[START Records supplied]

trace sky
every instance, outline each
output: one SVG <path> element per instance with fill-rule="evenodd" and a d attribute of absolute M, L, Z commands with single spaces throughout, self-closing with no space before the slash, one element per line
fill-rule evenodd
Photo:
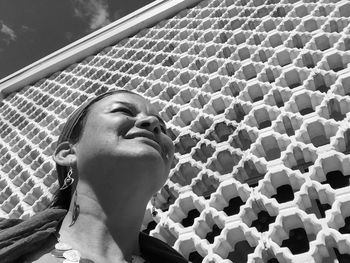
<path fill-rule="evenodd" d="M 153 0 L 0 0 L 0 79 Z"/>

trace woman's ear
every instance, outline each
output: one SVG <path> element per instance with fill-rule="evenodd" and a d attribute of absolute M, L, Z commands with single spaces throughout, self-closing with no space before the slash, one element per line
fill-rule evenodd
<path fill-rule="evenodd" d="M 77 157 L 69 142 L 61 142 L 56 147 L 53 159 L 61 166 L 72 166 L 76 163 Z"/>

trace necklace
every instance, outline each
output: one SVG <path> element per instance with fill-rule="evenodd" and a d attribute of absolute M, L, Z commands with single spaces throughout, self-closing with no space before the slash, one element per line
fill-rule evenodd
<path fill-rule="evenodd" d="M 62 258 L 63 263 L 94 263 L 94 261 L 82 258 L 78 250 L 73 249 L 69 244 L 60 242 L 55 245 L 55 249 L 51 251 L 51 255 L 55 258 Z M 144 263 L 145 260 L 140 256 L 132 256 L 131 263 Z"/>

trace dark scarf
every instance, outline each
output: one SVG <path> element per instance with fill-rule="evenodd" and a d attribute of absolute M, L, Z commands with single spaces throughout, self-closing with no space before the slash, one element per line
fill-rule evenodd
<path fill-rule="evenodd" d="M 66 213 L 64 209 L 50 208 L 28 220 L 0 219 L 0 262 L 20 263 L 26 255 L 57 242 L 57 228 Z M 149 263 L 188 262 L 169 245 L 142 232 L 139 245 L 142 257 Z"/>

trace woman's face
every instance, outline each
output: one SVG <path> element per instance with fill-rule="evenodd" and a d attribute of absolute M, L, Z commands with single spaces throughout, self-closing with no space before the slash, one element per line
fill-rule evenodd
<path fill-rule="evenodd" d="M 74 147 L 79 174 L 95 174 L 90 178 L 93 181 L 101 180 L 96 174 L 105 174 L 117 183 L 137 179 L 155 191 L 165 183 L 174 154 L 173 142 L 155 108 L 143 97 L 129 93 L 94 103 Z"/>

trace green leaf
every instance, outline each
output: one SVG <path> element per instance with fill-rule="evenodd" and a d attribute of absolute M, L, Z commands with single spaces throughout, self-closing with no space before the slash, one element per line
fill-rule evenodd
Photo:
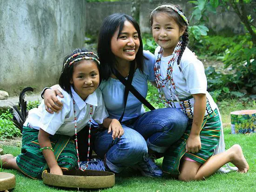
<path fill-rule="evenodd" d="M 188 1 L 188 3 L 193 3 L 195 5 L 198 5 L 198 2 L 197 0 L 189 0 Z"/>
<path fill-rule="evenodd" d="M 198 28 L 200 30 L 201 35 L 202 36 L 206 36 L 207 35 L 207 32 L 209 31 L 209 29 L 208 28 L 202 25 L 199 25 L 197 26 L 198 26 Z"/>
<path fill-rule="evenodd" d="M 198 8 L 201 11 L 202 11 L 204 8 L 206 1 L 207 0 L 198 0 Z"/>
<path fill-rule="evenodd" d="M 223 87 L 222 90 L 223 90 L 223 91 L 226 93 L 230 93 L 229 89 L 228 87 L 224 86 L 224 87 Z"/>
<path fill-rule="evenodd" d="M 241 97 L 245 94 L 244 93 L 238 92 L 238 91 L 231 91 L 230 93 L 231 95 L 237 97 Z"/>
<path fill-rule="evenodd" d="M 214 7 L 216 8 L 219 5 L 219 0 L 210 0 L 210 4 Z"/>
<path fill-rule="evenodd" d="M 194 18 L 195 20 L 199 21 L 202 16 L 202 11 L 198 7 L 196 7 L 192 13 L 191 19 L 192 18 Z"/>

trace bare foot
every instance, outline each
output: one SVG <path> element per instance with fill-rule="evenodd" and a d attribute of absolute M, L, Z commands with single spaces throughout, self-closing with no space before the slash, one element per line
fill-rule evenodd
<path fill-rule="evenodd" d="M 230 162 L 238 168 L 237 171 L 242 173 L 247 172 L 249 170 L 249 165 L 243 154 L 241 146 L 237 144 L 234 145 L 229 150 L 230 150 L 232 154 Z"/>
<path fill-rule="evenodd" d="M 3 167 L 9 168 L 8 166 L 8 164 L 10 160 L 14 159 L 15 157 L 11 154 L 7 154 L 3 155 L 1 155 L 1 160 L 2 160 Z"/>

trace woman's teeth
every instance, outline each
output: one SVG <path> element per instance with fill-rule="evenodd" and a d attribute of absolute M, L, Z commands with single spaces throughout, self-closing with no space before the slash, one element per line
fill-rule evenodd
<path fill-rule="evenodd" d="M 125 52 L 128 52 L 128 53 L 133 53 L 135 51 L 134 49 L 125 49 L 124 50 Z"/>

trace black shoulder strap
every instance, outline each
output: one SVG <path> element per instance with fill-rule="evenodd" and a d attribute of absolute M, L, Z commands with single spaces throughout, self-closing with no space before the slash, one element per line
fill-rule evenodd
<path fill-rule="evenodd" d="M 155 109 L 151 104 L 150 104 L 148 101 L 146 99 L 145 99 L 138 91 L 137 91 L 134 87 L 132 85 L 132 82 L 134 74 L 134 71 L 135 67 L 135 62 L 132 62 L 130 66 L 130 71 L 129 72 L 129 75 L 128 75 L 128 79 L 126 80 L 120 73 L 115 69 L 113 72 L 114 74 L 118 79 L 125 86 L 125 89 L 124 90 L 124 109 L 120 119 L 119 119 L 119 122 L 121 122 L 124 115 L 124 112 L 125 111 L 125 108 L 126 107 L 126 104 L 127 103 L 127 99 L 128 98 L 128 94 L 129 91 L 130 91 L 132 93 L 141 101 L 142 103 L 147 106 L 150 110 L 154 110 Z"/>

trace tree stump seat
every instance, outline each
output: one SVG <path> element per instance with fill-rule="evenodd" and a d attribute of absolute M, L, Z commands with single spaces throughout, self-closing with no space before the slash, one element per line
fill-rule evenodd
<path fill-rule="evenodd" d="M 231 133 L 256 133 L 256 110 L 232 112 L 230 118 Z"/>
<path fill-rule="evenodd" d="M 0 172 L 0 191 L 9 190 L 14 188 L 15 175 L 5 172 Z"/>

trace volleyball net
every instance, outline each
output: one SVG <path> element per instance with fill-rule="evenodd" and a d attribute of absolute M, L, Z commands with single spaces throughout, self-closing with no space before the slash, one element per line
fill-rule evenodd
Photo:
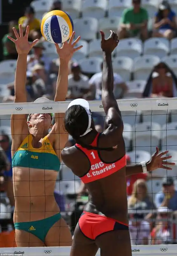
<path fill-rule="evenodd" d="M 167 155 L 172 156 L 169 161 L 177 162 L 177 99 L 119 100 L 117 102 L 124 124 L 123 136 L 127 164 L 149 161 L 157 147 L 160 151 L 168 150 Z M 66 101 L 1 104 L 0 135 L 3 131 L 10 136 L 10 119 L 12 114 L 64 113 L 69 103 Z M 95 124 L 97 128 L 101 130 L 105 117 L 101 102 L 90 101 L 89 104 Z M 168 180 L 167 177 L 170 177 Z M 172 182 L 171 185 L 174 189 L 173 192 L 168 189 L 165 191 L 163 190 L 164 178 L 167 183 Z M 128 177 L 127 180 L 128 202 L 135 202 L 135 199 L 136 200 L 133 207 L 130 207 L 129 204 L 128 206 L 133 255 L 176 255 L 176 165 L 173 166 L 173 171 L 159 169 L 149 173 L 146 177 L 134 176 L 134 178 L 132 180 Z M 142 185 L 145 187 L 146 198 L 141 201 L 135 195 L 141 193 Z M 87 193 L 78 195 L 80 186 L 79 178 L 62 163 L 55 191 L 58 196 L 58 203 L 62 215 L 70 227 L 72 234 L 88 201 Z M 163 190 L 164 193 L 169 194 L 169 196 L 167 205 L 162 208 L 160 205 L 163 201 L 161 195 Z M 12 228 L 11 230 L 8 226 L 10 214 L 7 207 L 4 207 L 5 204 L 2 200 L 3 193 L 1 192 L 0 198 L 0 225 L 3 228 L 5 220 L 7 224 L 7 228 L 2 228 L 0 233 L 0 255 L 69 255 L 69 247 L 14 247 L 15 236 L 12 239 L 13 236 L 8 236 L 7 233 L 13 230 Z M 13 240 L 12 242 L 14 245 L 12 243 L 11 247 L 4 242 L 10 239 Z M 100 255 L 99 251 L 96 255 Z"/>

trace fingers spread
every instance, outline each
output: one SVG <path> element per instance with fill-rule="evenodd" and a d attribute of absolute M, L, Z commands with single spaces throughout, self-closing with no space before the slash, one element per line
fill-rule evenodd
<path fill-rule="evenodd" d="M 11 36 L 8 36 L 7 37 L 7 38 L 8 39 L 9 39 L 12 42 L 13 42 L 13 43 L 15 43 L 16 40 L 15 40 L 15 39 L 14 39 L 12 37 L 11 37 Z"/>

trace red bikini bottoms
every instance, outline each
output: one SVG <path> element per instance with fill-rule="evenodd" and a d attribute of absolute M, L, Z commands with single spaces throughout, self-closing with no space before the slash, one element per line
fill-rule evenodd
<path fill-rule="evenodd" d="M 85 236 L 95 240 L 99 236 L 115 230 L 128 230 L 128 226 L 113 219 L 83 212 L 79 220 L 81 231 Z"/>

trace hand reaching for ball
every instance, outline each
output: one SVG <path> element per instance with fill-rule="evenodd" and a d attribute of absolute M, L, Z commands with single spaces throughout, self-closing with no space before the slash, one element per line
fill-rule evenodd
<path fill-rule="evenodd" d="M 67 42 L 64 43 L 61 48 L 60 48 L 58 44 L 55 44 L 57 51 L 60 60 L 63 60 L 66 61 L 69 61 L 73 57 L 74 53 L 83 47 L 82 45 L 80 45 L 74 48 L 76 44 L 81 39 L 81 36 L 78 36 L 72 44 L 75 34 L 75 32 L 73 31 L 68 43 Z"/>
<path fill-rule="evenodd" d="M 23 36 L 23 28 L 21 24 L 19 25 L 19 36 L 15 28 L 13 30 L 16 39 L 7 36 L 7 38 L 14 43 L 16 46 L 16 49 L 19 55 L 22 54 L 27 55 L 33 47 L 39 41 L 38 39 L 35 40 L 33 43 L 30 43 L 28 41 L 28 37 L 29 31 L 29 27 L 27 26 L 25 36 Z"/>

[END Records supplied]

__Set task__:
Reproduce the lines verbatim, from the line with "trace woman's teeth" to the line with "172 L 0 191".

__Solution to the problem__:
trace woman's teeth
every instance, outline each
output: one SVG <path> element per instance with fill-rule="evenodd" and a d attribute of absolute M, L, Z commands with single spaces throughout, self-closing with no space before the slash, one element per line
fill-rule evenodd
<path fill-rule="evenodd" d="M 125 52 L 128 52 L 128 53 L 133 53 L 135 51 L 134 49 L 125 49 L 124 50 Z"/>

trace black shoulder strap
every instance, outline each
output: one SVG <path> element per instance with fill-rule="evenodd" and a d attribute of absolute M, L, Z commands with single spaces throughout, self-closing with no space before the slash, one element per line
fill-rule evenodd
<path fill-rule="evenodd" d="M 155 109 L 151 104 L 150 104 L 148 101 L 146 99 L 145 99 L 138 91 L 137 91 L 134 87 L 132 85 L 132 82 L 134 74 L 134 71 L 135 67 L 135 62 L 132 62 L 130 66 L 130 71 L 129 72 L 129 75 L 128 75 L 128 79 L 126 80 L 120 73 L 115 69 L 113 72 L 114 74 L 118 79 L 125 86 L 125 89 L 124 90 L 124 109 L 120 119 L 119 119 L 119 122 L 121 122 L 124 115 L 124 112 L 125 111 L 125 108 L 126 107 L 126 104 L 127 103 L 127 99 L 128 98 L 128 94 L 129 91 L 130 91 L 132 93 L 141 101 L 142 103 L 147 106 L 150 110 L 154 110 Z"/>

trace tree stump seat
every instance, outline each
output: one SVG <path> element per instance with fill-rule="evenodd" and a d attribute of absolute M, L, Z commands with single spaces throughout, self-closing with no space before the slash, one element per line
fill-rule evenodd
<path fill-rule="evenodd" d="M 231 133 L 256 133 L 256 110 L 232 112 L 230 118 Z"/>
<path fill-rule="evenodd" d="M 0 172 L 0 191 L 9 190 L 14 188 L 15 175 L 5 172 Z"/>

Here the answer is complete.